Top of Exercise materials

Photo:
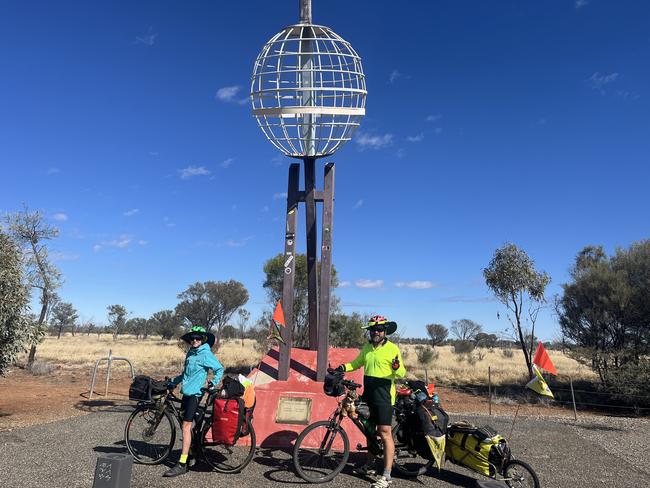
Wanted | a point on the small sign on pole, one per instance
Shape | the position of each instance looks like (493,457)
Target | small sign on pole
(113,471)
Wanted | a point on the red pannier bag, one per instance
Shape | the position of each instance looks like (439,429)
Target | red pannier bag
(228,419)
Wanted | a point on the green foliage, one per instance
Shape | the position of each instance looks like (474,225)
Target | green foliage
(425,354)
(437,333)
(465,329)
(274,277)
(14,298)
(512,277)
(463,347)
(605,314)
(117,320)
(346,331)
(211,304)
(63,315)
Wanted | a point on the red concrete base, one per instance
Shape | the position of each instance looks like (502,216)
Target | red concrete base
(301,384)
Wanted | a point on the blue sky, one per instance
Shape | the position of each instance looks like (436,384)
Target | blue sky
(487,122)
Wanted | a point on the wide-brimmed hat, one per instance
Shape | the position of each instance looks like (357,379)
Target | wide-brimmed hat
(390,326)
(207,337)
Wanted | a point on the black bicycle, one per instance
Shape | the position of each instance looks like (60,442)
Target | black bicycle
(150,432)
(322,449)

Bottom of Exercise materials

* Task instructions *
Copy only the stretch running from the line containing "Target | red pannier bag" to the final line of the entries, both ends included, exactly as it stands.

* Output *
Target | red pannier bag
(228,419)
Wanted | a point on the green foliage, one per instance
Shape | the position of each instance looks like (474,225)
Target | green foliage
(425,354)
(437,333)
(465,329)
(274,277)
(14,298)
(512,277)
(463,347)
(605,314)
(117,320)
(346,331)
(211,304)
(63,315)
Wanted | a point on the red concrete base, one per instance
Shape | the position of each instance looks like (502,216)
Target | red concrete base
(301,384)
Wanted | a point on the blue sky, one per instance
Shape | the position of each instance looks like (436,384)
Target | blue sky
(487,122)
Wanted | a point on the wide-brimmed hat, one per instance
Shape | the position of each instance looks like (357,379)
Target | wide-brimmed hat
(390,326)
(207,337)
Wanted | a point on the black bicycle, one per instance
Shape | the position of each instance looks like (60,442)
Target | black bicycle
(150,432)
(322,449)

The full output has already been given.